Given instruction: Copy the listing below with every "Query" changed to "Prompt" and everything else left unchanged.

• • •

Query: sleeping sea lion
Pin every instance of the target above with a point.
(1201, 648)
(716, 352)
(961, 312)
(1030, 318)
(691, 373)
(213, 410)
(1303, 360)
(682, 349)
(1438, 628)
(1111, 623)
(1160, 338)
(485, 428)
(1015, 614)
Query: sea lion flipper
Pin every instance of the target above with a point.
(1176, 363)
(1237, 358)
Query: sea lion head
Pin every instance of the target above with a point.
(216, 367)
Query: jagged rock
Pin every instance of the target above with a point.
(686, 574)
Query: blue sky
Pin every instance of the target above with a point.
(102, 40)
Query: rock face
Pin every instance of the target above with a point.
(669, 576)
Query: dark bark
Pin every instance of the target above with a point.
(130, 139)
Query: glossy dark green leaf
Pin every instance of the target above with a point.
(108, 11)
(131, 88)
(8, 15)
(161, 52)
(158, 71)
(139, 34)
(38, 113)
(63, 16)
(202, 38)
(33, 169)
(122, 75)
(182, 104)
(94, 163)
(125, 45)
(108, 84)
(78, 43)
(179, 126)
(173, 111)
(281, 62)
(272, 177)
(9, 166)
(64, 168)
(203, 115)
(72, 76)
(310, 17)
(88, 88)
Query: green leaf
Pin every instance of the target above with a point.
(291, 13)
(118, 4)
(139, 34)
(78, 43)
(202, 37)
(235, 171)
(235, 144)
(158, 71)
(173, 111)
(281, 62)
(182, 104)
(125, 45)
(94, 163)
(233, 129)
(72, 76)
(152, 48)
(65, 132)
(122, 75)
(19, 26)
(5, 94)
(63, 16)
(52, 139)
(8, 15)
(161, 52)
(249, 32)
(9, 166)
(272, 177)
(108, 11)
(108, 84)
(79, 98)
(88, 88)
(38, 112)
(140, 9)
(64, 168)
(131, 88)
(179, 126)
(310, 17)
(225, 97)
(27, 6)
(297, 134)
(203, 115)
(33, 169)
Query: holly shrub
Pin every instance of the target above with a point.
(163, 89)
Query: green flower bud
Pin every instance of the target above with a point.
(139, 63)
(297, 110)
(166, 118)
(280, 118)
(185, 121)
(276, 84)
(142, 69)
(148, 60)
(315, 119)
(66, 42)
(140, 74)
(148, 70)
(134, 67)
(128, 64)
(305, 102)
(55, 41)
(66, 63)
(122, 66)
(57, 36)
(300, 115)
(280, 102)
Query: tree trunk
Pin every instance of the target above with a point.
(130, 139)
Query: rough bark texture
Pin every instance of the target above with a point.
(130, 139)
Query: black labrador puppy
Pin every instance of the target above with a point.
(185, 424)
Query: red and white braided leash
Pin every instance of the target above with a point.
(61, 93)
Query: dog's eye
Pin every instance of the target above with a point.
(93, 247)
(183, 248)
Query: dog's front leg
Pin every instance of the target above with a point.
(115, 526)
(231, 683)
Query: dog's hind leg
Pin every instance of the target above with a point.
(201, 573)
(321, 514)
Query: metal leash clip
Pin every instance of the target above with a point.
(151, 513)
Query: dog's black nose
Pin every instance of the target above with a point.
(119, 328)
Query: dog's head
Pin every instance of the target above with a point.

• • •

Response to this exercise:
Prompt: sleeping sea lion
Pin every instance of the target above with a point.
(1201, 648)
(716, 352)
(961, 312)
(1030, 318)
(691, 373)
(213, 410)
(1303, 360)
(682, 349)
(1438, 628)
(1111, 623)
(1160, 338)
(485, 428)
(1015, 614)
Prompt: sea lion flipper
Pin every instance of the target above with a point.
(1176, 363)
(1237, 358)
Prompt: sea lion head
Pin every instance of the target above with a point.
(216, 367)
Prompt: jagged rock
Pin every instance of the target above with a point.
(686, 574)
Prompt: blue sky
Pin every instance of the target above with a point.
(102, 40)
Prompt: rock face
Pin every instance of the target above with a point.
(669, 576)
Prompt: dark bark
Pin every instance of the target above with a point.
(130, 139)
Prompt: glossy dark green leaf
Pin every instance of the target above with a point.
(108, 11)
(131, 88)
(8, 15)
(161, 52)
(158, 71)
(139, 34)
(38, 113)
(63, 16)
(202, 38)
(33, 169)
(122, 75)
(182, 104)
(94, 163)
(125, 45)
(108, 84)
(78, 43)
(179, 126)
(173, 111)
(281, 62)
(272, 177)
(9, 166)
(64, 168)
(203, 115)
(72, 76)
(310, 17)
(88, 88)
Prompt: green leaf
Pin every instance of the target above with a point.
(291, 13)
(118, 4)
(139, 34)
(78, 43)
(202, 37)
(235, 171)
(235, 144)
(158, 71)
(173, 111)
(281, 62)
(182, 104)
(125, 45)
(94, 163)
(233, 129)
(72, 76)
(152, 48)
(65, 132)
(122, 75)
(19, 26)
(5, 94)
(63, 16)
(52, 139)
(8, 15)
(161, 52)
(249, 32)
(9, 166)
(272, 177)
(108, 11)
(108, 84)
(79, 98)
(88, 88)
(38, 112)
(140, 9)
(64, 168)
(131, 88)
(179, 126)
(310, 17)
(225, 97)
(27, 6)
(297, 134)
(203, 115)
(33, 169)
Prompt: holly shrub
Pin every instance of the target above with a point.
(163, 89)
Prompt: green flower bud
Pin every instance of the target above with a point.
(139, 63)
(297, 110)
(166, 118)
(280, 118)
(185, 121)
(276, 84)
(142, 69)
(148, 60)
(315, 119)
(66, 42)
(140, 74)
(148, 70)
(134, 67)
(128, 64)
(305, 102)
(55, 41)
(66, 63)
(122, 66)
(57, 36)
(300, 115)
(280, 102)
Prompt: tree trunk
Pin every instance of the target above with a point.
(130, 139)
Prompt: rough bark texture
Pin every instance of the target above with a point.
(130, 139)
Prompt: black labrador puppy
Pin every instance of the target above with a point.
(185, 424)
Prompt: red and white braided leash
Pin every instance of the target above with a point.
(61, 93)
Prompt: dog's eye
Pin every instance of the target above with a point.
(93, 247)
(183, 248)
Prompt: dog's front leg
Pin every instance of the target above with a point.
(115, 526)
(231, 683)
Prompt: dog's hind leg
Pin every instance of the target above with a point.
(201, 573)
(321, 514)
Prompt: metal leash clip
Pin every instance of the target above with a point.
(151, 513)
Prompt: dog's black nose
Pin every instance of the target above with a point.
(119, 328)
Prompt: dog's head
Pin every instance of the target above with a point.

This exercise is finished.